VORLIEGENDER TEXT:
....

Die Audiodateien liegen alle in einem Verzeichnis. Die Zuordnung der Klasse ist im Dateinamen kodiert und in einer Datenbank gespeichert.
Details dazu unter [[1]](https://github.com/karolpiczak/ESC-50)


In [127]:
#
# Auslesen der Datenbank
#
df = pd.read_csv( localExtractionFolder + '/ESC-50-master/meta/esc50.csv')

df.head()

Unnamed: 0,filename,fold,target,category,esc10,src_file,take
0,1-100032-A-0.wav,1,0,dog,True,100032,A
1,1-100038-A-14.wav,1,14,chirping_birds,False,100038,A
2,1-100210-A-36.wav,1,36,vacuum_cleaner,False,100210,A
3,1-100210-B-36.wav,1,36,vacuum_cleaner,False,100210,B
4,1-101296-A-19.wav,1,19,thunderstorm,False,101296,A


# Analyse der Daten

In [None]:
#
# Anzeige als PCM Kurven
#

# Erzeugen der Trainingsdaten

In [128]:
def get_features (file, hop, bins):
    
    y = np.zeros(sampleLen);   
    yt, sr = librosa.core.load  (file, mono=True)
    
    if len(yt) == 0: 
        print ('found empty file ' + file )
        return 0

    min_length = min(len(y), len(yt))
    y[:min_length] = yt[:min_length]
    
    C = librosa.feature.mfcc(y=y, sr=sr, hop_length=hop, n_mfcc = bins)  
    #print('mfcc {}'.format(C) )
        
    return C

memory = joblib.Memory(cachedir=localExtractionFolder+'/esc50_joblib', verbose=0)
cached_get_features = memory.cache(get_features)




def compute_features (root_path):
    
    hop = 2048
    bins = 100
        
    classes = 50
    samples = 0

    y_data = []    
    X_data = []
    
    for root, dir, files in os.walk(root_path):
        
        waves = fnmatch.filter(files, "*.wav")

        if len(waves) != 0:
            for item in waves:
                # e.g. 2-39443-A-19.wav
                fileName = os.path.splitext ( os.path.basename(item) )[0] 
                classID = int(fileName.split('-')[3])
                
                mfcc = cached_get_features( os.path.join(root, item), hop, bins)
                print(".",end='')

                X_data.append(mfcc)
                y_data.append(classID)
                
                samples = samples + 1
                if samples >= 1000:
                    break
    
    X_data = np.stack(X_data, axis=2)
    X_data = np.transpose(X_data, (2,0,1))

....

VORLIEGENDE ZEILEN:
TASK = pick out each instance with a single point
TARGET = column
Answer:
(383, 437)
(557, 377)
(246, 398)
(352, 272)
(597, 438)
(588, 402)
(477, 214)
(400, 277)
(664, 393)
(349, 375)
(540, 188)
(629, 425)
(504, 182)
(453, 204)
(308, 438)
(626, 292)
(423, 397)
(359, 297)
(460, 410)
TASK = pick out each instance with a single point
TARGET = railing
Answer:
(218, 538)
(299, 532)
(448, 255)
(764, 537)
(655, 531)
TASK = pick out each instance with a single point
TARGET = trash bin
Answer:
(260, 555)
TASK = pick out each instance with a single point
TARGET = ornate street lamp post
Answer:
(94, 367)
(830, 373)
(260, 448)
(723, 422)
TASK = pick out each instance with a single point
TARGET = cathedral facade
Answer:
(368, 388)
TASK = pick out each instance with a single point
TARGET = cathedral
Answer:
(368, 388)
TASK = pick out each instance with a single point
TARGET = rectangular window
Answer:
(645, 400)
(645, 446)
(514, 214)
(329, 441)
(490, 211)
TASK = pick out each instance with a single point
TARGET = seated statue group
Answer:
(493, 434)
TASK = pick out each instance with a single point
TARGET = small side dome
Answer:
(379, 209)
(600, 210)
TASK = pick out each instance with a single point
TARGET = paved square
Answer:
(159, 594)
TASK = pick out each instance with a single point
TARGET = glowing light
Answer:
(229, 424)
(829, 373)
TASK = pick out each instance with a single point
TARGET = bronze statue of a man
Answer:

....

ARBEITSAUFTRAG:
Führen Sie den Text über die Merkmalsextraktion aus den ESC-50-Audiodateien dort fort, wo er endet.

ENDGÜLTIGE LÖSUNG:
    d1 = X_data.shape[0]
    d2 = X_data.shape[1]
    d3 = X_data.shape[2]    
    X_data = np.reshape(X_data, (d1,d2,d3,1))
    y_data = np.array(y_data)    

    print ("samples = " + str (samples))

    return X_data, y_data, classes, samples

In [129]:
x_data, y_data, classes, samples = compute_features ("data/ESC-50/ESC-50-master/audio")

(100, 54, 1000)
(1000, 100, 54)
(1000, 100, 54, 1)
(1000,)
classes = 50
samples = 1000


In [149]:
x_data = x_data.astype('float32')
y_data = y_data.astype('uint8')

# Anzeige als Bild

In [131]:
def standardize (x):
    mu = np.mean (x, axis=0)
    de = np.std (x, axis=0)
    
    eps = np.finfo('float32').eps
    x = (x - mu) / (eps + de)
    return x


In [132]:
x_data = standardize(x_data)

In [133]:
# convert class vectors to binary class matrices
y_data = np_utils.to_categorical(y_data, classes )

# Train und Test Split

In [134]:
#
# Split der Daten in Train und Test(validation) Datensätze
#
x_train, x_validation, y_train, y_validation = train_test_split(x_data, y_data, test_size=0.25, random_state=42)

print('shapes {} {} {} {}'.format(x_train.shape, x_validation.shape, y_train.shape, y_validation.shape ))

shapes (750, 100, 54, 1) (250, 100, 54, 1) (750, 50) (250, 50)


# Model bauen

In [135]:
#
# Erzeugen eines einfache Modelles
#
def createModel():
    
    img_rows = x_train.shape[1]
    img_cols = x_train.shape[2]
    
    model = Sequential()
    model.add(Convolution2D(32, kernel_size=5, strides=1, border_mode='same', input_shape=(img_rows, img_cols, 1)))
    model.add(Activation('relu'))
    model.add(Convolution2D(32, kernel_size=3, strides=1))
    model.add(Activation('relu'))
    model.add(MaxPooling2D(pool_size=(2, 2)))
    model.add(Dropout(0.25))
     
    model.add(Convolution2D(64, kernel_size=3, strides=1, border_mode='same'))
    model.add(Activation('relu'))
    model.add(Convolution2D(64, kernel_size=3, strides=1))
    model.add(Activation('relu'))
    model.add(MaxPooling2D(pool_size=(2, 2)))
    model.add(Dropout(0.25))
    
    model.add(Flatten())
    model.add(Dense(512))
    model.add(Activation('relu'))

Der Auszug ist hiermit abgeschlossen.